The "right" solution to this would involve altering the backend and the
protocol to provide some form of feedback when an asynchronous query had
reached various states including when it was blocked. You would have to
annotate it with enough information that the client can determine it's
actually blocked on the right thing and not just on some uninteresting
transient lock too.

Instead I just added a command to cause psql to wait for a time. This is
nearly as good since all the regression tests run fairly quickly so if you
wait even a fraction of a second you can be pretty certain the command has
been received and if it were not going to block it would have finished and
printed output already. And it was *much* simpler.

Also, I think for interactive use we would want a somewhat more sophisticated
scheduling of output. It would be nice to print out results as they come in
even if we're on another connection. For the regression tests you certainly do
not want that since that would introduce unavoidable non-deterministic race
conditions in your output files all over the place. The way I've coded it now
takes care to print out output only from the "active" database connection and
the test cases need to be written to switch connections at each point they
want to test for possibly incorrect output.

Another issue was that I couldn't come up with a nice set of names for the
commands that didn't conflict with the myriad of one-letter commands already
in psql. So I just prefixed the all with "c" (connection). I figured when I
submitted it I would just let the community hash out the names and take the 2s
it would take to change them.

The test cases are actually super easy to write and read, at least considering
we're talking about concurrent sql sessions here. I think it's far clearer
than trying to handle separate scripts and nearly as clear as Martin's
proposal from a while back to prepend a connection number on every line.

The commands I've added or altered are:

\c[onnect][&] [DBNAME|- USER|- HOST|- PORT|-]
connect to new database (currently "postgres")

**Recorded information**
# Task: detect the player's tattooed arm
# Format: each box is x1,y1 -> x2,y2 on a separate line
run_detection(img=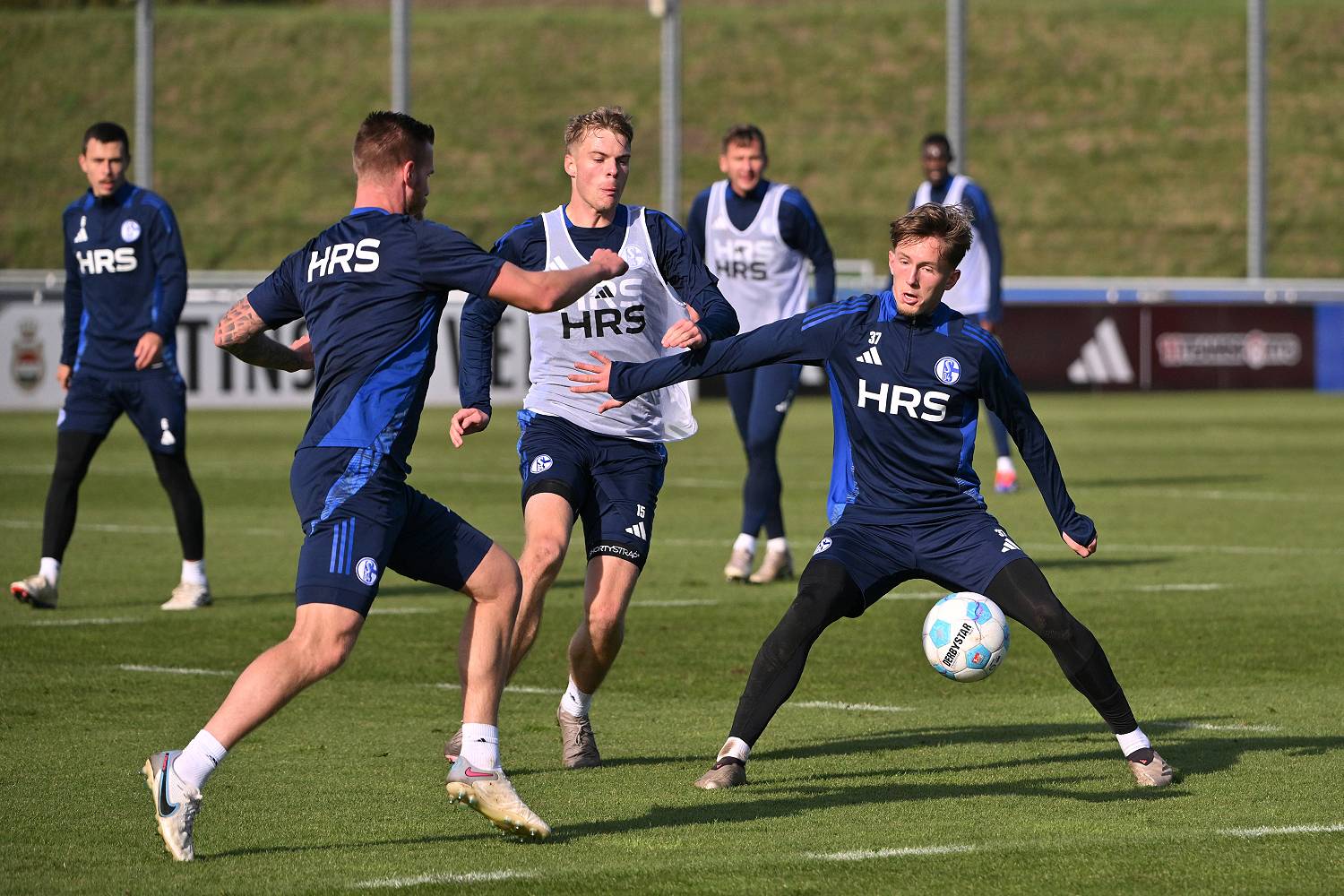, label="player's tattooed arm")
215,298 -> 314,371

**Tasks to carry out**
1 - In the psql post, what prefix did the author put on the new command names, and what does it stand for?
2 - List every parameter named in the syntax line for the \c[onnect] command in the psql post.
3 - Please carry the psql post forward from its final line, writing its next passage.
The listing has no connection to the psql post.

**Outputs**
1 - The prefix "c", which stands for connection.

2 - DBNAME, USER, HOST, PORT

3 -
if optional & is present open do not close existing connection
\cswitch n
switch to database connection n
\clist
list database connections
\cdisconnect
close current database connection
use \cswitch or \connect to select another connection
\cnowait
issue next query without waiting for results
\cwait [n]
if any queries are pending wait n seconds for results

Also I added %& to the psql prompt format to indicate the current connection.

So the tests look like, for example:

postgres=# \c&
[2] You are now connected to database "postgres".
postgres[2]=# begin;
BEGIN
postgres[2]=# create table foo (a integer);
CREATE TABLE
postgres[2]=# \cswitch 1
[1] You are now connected to database "postgres"
postgres[1]=# select * from foo;
ERROR: relation "foo" does not exist
postgres[1]=# \cswitch 2
[2] You are now connected to database "postgres"
postgres[2]=# commit;
COMMIT
postgres[2]=# \cswitch 1
[1] You are now connected to database "postgres"
postgres[1]=# select * from foo;
a
---
(0 rows)

postgres[1]=# insert into foo values (1);
INSERT 0 1
postgres[1]=# begin;
BEGIN
postgres[1]=# update foo set a = 2;
UPDATE 1
postgres[1]=# \cswitch 2
[2] You are now connected to database "postgres"
postgres[2]=# select * from foo;
a
---
1
(1 row)

postgres[2]=# \cnowait
postgres[2]=# update foo set a = 3;
postgres[2]=# \cwait .1
postgres[2]=# \cswitch 1
[1] You are now connected to database "postgres"
postgres[1]=# commit;
COMMIT
postgres[1]=# \cswitch 2
[2] You are now connected to database "postgres"
UPDATE 1
postgres[2]=# \clist
[1] Connected to database "postgres"
[2] Connected to database "postgres"
postgres[2]=# \cdisconnect
Disconnecting from database (use \connect to reconnect or \cswitch to select another connection)
!> \cswitch 1
[1] You are now connected to database "postgres"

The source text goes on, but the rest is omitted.